» **Task brief**
Starting at the line that contains "Pin the orange", repeat each line exactly through the last line of the listing, and repeat nothing else.

» **Data in this exercise**
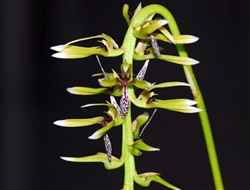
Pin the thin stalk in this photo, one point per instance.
(129, 45)
(129, 163)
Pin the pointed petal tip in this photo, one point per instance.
(58, 123)
(66, 158)
(93, 137)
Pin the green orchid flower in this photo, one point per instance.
(108, 48)
(146, 31)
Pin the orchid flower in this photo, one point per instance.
(140, 44)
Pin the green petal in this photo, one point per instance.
(154, 25)
(125, 12)
(168, 84)
(99, 133)
(179, 60)
(145, 179)
(98, 104)
(169, 58)
(185, 39)
(143, 146)
(78, 90)
(86, 90)
(106, 82)
(142, 84)
(167, 34)
(138, 122)
(109, 75)
(138, 8)
(110, 41)
(75, 52)
(78, 122)
(126, 69)
(99, 157)
(179, 105)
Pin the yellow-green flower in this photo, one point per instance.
(108, 48)
(113, 119)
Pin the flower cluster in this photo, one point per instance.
(122, 85)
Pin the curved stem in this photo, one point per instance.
(129, 45)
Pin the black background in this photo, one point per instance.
(33, 95)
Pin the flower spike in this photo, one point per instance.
(69, 51)
(143, 129)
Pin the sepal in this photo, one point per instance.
(99, 157)
(79, 122)
(145, 179)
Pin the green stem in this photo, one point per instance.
(129, 163)
(129, 45)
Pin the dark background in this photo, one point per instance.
(33, 95)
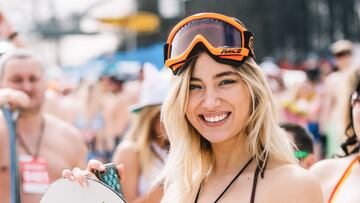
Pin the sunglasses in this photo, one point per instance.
(222, 36)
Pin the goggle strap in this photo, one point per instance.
(166, 51)
(249, 43)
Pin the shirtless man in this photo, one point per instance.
(331, 102)
(56, 144)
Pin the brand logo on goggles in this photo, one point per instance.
(231, 51)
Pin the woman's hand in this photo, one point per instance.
(76, 174)
(15, 98)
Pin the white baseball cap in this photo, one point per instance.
(154, 88)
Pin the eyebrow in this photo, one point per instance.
(219, 75)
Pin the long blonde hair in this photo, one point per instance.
(142, 132)
(191, 158)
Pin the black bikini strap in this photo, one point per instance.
(233, 180)
(228, 186)
(256, 175)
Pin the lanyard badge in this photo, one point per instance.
(34, 174)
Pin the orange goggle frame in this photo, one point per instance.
(188, 33)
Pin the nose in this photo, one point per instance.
(211, 99)
(27, 87)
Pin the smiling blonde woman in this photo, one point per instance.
(220, 117)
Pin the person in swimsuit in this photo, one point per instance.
(143, 151)
(339, 178)
(221, 120)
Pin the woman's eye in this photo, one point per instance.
(193, 87)
(225, 82)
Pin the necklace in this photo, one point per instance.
(228, 186)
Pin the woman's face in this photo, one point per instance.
(219, 102)
(355, 102)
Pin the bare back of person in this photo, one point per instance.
(61, 146)
(282, 183)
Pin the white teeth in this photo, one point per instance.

» **Exercise result**
Pin the orange goggle frame in this photo, one point per instance.
(188, 33)
Pin the nose in this photo, one point per instance.
(211, 99)
(27, 87)
Pin the smiling blonde woman in this photo, one point per instance.
(220, 117)
Pin the person in swimsuit in this photo, one point per instance.
(143, 151)
(339, 178)
(221, 120)
Pin the woman's eye in this photo, one point per instance.
(193, 87)
(225, 82)
Pin the necklace in this photo, one point per instance.
(228, 186)
Pin the woman's face in this photo, one point per instance.
(219, 102)
(355, 102)
Pin the bare back of person in this photo, one point per instance.
(61, 146)
(282, 183)
Pin the white teeth in this photo, one point per instance.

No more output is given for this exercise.